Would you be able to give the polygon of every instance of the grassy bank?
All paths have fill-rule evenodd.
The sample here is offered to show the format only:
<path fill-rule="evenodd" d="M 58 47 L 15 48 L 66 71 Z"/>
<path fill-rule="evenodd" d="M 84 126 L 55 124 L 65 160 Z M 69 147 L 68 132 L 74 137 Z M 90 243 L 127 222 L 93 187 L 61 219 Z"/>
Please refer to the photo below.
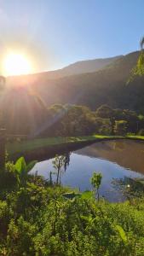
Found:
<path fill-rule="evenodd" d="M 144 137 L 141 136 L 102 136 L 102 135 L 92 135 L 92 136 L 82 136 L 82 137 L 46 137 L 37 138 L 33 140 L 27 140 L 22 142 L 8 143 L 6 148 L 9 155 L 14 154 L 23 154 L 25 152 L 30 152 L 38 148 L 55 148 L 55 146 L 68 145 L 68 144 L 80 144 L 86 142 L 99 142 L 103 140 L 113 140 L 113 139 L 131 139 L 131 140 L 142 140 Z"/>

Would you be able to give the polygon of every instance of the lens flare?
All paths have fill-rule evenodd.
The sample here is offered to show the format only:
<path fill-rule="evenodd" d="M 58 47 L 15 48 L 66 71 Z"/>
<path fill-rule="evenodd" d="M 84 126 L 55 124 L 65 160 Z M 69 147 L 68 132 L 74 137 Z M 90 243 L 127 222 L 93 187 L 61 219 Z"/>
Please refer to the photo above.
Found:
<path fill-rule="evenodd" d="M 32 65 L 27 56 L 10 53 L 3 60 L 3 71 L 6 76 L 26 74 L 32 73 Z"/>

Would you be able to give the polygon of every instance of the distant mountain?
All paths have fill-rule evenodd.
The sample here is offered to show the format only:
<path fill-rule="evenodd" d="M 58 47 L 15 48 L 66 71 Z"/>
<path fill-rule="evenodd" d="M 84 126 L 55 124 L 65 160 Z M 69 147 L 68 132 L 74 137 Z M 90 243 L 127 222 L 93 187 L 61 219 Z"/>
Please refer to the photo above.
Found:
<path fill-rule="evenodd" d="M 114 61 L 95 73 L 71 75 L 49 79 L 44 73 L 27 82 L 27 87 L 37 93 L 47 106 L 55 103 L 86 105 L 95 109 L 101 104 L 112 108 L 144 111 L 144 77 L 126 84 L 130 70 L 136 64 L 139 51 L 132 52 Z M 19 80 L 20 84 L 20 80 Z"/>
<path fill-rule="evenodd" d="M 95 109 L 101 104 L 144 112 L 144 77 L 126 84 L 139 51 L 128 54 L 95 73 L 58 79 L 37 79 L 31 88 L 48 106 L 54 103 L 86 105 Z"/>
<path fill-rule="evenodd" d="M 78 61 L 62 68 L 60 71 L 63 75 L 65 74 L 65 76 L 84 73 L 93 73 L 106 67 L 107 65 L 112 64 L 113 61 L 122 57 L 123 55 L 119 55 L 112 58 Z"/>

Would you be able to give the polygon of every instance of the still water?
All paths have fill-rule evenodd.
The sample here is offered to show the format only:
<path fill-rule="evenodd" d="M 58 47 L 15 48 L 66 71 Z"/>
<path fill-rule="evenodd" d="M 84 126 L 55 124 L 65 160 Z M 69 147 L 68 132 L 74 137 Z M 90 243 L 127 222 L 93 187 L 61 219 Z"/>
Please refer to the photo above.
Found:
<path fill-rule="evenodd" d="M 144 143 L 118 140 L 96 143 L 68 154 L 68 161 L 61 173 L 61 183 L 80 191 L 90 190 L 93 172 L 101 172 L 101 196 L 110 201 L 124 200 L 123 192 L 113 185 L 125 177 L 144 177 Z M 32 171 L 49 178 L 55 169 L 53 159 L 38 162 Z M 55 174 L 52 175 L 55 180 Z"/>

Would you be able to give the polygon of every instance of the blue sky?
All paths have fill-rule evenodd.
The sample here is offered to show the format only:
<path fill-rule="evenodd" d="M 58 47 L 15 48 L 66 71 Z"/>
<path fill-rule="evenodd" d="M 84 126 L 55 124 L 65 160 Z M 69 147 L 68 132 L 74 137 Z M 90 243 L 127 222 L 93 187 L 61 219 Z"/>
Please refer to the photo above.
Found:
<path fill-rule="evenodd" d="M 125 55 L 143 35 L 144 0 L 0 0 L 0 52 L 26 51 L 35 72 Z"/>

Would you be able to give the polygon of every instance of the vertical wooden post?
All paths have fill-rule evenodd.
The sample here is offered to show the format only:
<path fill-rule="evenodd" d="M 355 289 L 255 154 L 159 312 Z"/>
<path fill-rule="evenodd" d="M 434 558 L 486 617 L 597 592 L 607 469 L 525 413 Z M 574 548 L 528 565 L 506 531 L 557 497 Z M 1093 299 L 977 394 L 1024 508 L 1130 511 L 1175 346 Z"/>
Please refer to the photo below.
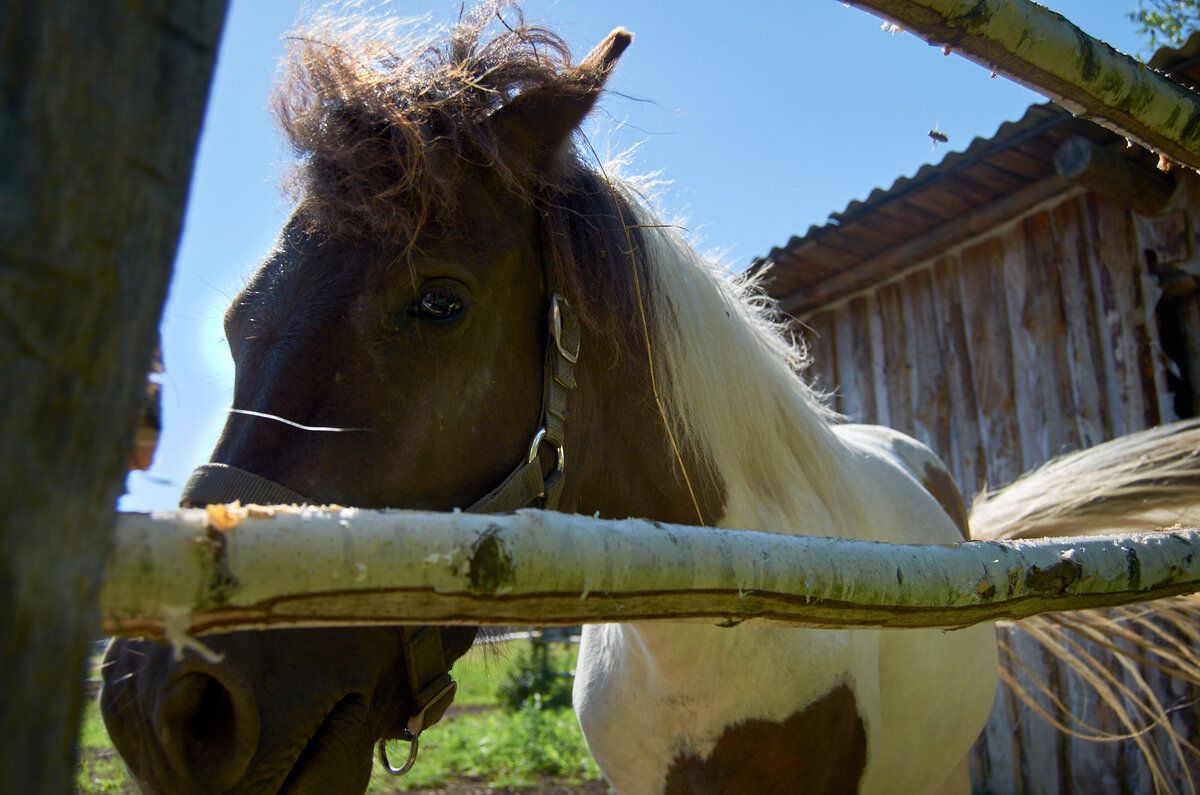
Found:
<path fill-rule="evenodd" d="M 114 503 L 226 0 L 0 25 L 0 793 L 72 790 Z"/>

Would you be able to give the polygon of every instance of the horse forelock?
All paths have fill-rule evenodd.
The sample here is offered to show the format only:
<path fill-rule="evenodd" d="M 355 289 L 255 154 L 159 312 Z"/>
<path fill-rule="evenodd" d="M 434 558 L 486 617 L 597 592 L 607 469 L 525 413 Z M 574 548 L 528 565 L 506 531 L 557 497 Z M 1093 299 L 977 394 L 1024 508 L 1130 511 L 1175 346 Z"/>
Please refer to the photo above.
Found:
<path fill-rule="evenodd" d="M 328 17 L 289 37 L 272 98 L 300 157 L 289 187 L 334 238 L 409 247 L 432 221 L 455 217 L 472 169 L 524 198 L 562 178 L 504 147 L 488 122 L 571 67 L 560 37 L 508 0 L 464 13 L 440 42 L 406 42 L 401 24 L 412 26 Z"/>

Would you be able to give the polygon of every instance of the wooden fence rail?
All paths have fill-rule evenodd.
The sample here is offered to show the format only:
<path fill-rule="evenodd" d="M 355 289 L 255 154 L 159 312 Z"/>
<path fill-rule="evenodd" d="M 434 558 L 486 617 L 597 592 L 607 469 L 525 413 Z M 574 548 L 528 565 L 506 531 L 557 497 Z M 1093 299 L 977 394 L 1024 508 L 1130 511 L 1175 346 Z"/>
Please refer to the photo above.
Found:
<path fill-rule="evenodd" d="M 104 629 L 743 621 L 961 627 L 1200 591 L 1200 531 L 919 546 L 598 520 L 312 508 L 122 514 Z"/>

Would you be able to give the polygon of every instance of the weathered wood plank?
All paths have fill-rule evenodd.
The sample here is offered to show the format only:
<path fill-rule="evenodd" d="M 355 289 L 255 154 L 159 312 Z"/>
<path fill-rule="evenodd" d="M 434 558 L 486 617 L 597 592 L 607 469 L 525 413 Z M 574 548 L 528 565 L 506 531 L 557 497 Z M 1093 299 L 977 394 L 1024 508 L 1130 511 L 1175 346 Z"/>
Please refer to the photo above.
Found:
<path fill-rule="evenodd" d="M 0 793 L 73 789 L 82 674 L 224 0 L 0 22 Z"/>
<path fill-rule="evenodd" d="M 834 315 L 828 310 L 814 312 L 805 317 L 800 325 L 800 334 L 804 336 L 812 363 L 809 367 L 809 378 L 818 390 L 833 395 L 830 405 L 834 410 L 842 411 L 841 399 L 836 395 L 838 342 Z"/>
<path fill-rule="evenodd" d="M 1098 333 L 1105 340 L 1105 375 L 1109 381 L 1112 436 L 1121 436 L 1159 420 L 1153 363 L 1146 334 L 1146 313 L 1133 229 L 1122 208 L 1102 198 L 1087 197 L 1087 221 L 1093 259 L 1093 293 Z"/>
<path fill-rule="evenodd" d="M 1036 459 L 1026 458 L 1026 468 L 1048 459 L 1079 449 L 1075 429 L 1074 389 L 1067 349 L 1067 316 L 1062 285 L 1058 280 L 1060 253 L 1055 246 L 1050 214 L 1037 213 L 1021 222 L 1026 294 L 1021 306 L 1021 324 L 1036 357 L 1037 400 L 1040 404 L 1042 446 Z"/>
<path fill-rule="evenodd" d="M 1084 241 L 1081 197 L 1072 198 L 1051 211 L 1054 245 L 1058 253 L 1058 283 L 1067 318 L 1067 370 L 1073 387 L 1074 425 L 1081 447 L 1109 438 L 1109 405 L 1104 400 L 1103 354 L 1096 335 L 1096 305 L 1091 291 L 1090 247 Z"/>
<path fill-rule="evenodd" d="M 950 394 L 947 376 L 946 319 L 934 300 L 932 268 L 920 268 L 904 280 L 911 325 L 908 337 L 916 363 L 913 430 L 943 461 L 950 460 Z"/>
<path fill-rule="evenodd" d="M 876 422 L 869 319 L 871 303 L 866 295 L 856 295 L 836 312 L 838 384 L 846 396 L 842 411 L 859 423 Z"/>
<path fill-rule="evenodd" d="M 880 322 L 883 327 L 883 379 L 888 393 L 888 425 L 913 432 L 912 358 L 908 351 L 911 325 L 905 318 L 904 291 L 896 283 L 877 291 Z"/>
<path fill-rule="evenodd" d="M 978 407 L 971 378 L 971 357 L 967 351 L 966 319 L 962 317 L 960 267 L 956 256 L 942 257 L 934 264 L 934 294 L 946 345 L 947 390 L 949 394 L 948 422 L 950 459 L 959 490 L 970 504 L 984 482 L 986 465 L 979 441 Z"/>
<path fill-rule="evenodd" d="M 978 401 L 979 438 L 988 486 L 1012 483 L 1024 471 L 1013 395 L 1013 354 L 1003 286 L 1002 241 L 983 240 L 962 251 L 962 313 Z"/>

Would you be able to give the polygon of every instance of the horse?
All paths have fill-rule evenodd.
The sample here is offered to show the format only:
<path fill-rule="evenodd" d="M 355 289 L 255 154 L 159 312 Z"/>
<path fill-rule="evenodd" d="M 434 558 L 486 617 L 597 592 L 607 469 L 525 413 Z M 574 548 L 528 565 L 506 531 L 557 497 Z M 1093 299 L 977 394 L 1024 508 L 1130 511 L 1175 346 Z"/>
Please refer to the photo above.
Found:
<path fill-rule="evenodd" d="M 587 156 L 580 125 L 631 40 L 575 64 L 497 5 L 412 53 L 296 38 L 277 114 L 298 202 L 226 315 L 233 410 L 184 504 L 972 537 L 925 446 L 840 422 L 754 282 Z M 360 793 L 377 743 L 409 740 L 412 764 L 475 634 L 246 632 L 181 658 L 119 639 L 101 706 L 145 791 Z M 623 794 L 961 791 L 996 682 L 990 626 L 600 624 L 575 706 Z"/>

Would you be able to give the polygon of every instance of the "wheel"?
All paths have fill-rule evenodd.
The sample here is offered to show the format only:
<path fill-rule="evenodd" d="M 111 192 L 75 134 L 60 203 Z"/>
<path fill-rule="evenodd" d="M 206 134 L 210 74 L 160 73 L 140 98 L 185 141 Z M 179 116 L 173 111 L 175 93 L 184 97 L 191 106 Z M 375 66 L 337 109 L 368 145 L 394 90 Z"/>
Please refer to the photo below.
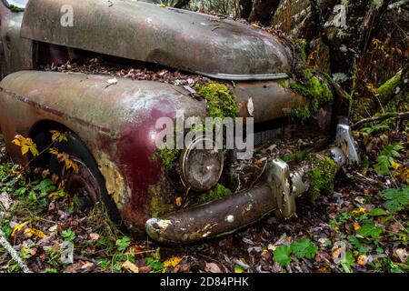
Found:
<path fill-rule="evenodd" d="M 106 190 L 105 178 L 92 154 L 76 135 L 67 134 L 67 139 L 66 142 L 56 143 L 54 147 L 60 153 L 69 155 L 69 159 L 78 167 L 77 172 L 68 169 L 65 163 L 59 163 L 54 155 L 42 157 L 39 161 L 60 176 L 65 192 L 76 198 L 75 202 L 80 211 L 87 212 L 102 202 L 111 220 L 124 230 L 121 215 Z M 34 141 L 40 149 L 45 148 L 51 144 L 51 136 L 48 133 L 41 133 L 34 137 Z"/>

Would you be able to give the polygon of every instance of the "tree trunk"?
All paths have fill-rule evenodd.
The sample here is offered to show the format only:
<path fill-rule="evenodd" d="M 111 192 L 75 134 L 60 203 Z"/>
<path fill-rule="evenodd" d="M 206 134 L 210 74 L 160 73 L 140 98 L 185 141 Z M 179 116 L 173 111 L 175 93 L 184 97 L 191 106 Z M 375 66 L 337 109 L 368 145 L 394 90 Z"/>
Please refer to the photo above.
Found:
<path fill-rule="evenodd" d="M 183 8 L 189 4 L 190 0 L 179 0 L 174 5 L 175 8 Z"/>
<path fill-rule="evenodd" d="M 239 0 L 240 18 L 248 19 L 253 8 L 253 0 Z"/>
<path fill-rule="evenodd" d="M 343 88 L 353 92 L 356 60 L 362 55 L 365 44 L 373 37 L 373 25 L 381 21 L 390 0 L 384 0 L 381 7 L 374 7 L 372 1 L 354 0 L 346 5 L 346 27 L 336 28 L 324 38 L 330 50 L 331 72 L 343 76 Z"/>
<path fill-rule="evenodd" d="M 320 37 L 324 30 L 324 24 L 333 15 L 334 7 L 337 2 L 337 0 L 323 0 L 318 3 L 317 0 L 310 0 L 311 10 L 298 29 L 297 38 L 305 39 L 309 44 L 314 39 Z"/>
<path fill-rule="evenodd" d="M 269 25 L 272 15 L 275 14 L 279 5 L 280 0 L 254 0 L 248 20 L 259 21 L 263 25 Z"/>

════════════════

### Task requirements
Put the records from the line containing "wooden fence rail?" down through the line containing "104 629 L 743" into a two-column CSV with the headers input and output. Give one row per record, holding its text and its answer, with each value in a single quoted field and any line breaks replaced by spaces.

### Complete answer
input,output
"Would you be able to give the polygon of every instance of the wooden fence rail? All paths have fill-rule evenodd. The sample here is offered to show the format only: <path fill-rule=""evenodd"" d=""M 355 289 L 255 154 L 159 312 Z""/> <path fill-rule=""evenodd"" d=""M 434 558 L 486 617 L 597 592 L 607 469 L 525 413 Z M 574 548 L 528 565 L 506 531 L 557 497 Z M 1093 299 L 977 394 L 1024 508 L 1130 511 L 1175 346 Z""/> Please refer to the photo above. Found:","<path fill-rule=""evenodd"" d=""M 104 629 L 743 621 L 961 627 L 1200 591 L 1200 531 L 919 546 L 598 520 L 312 508 L 122 514 Z""/>"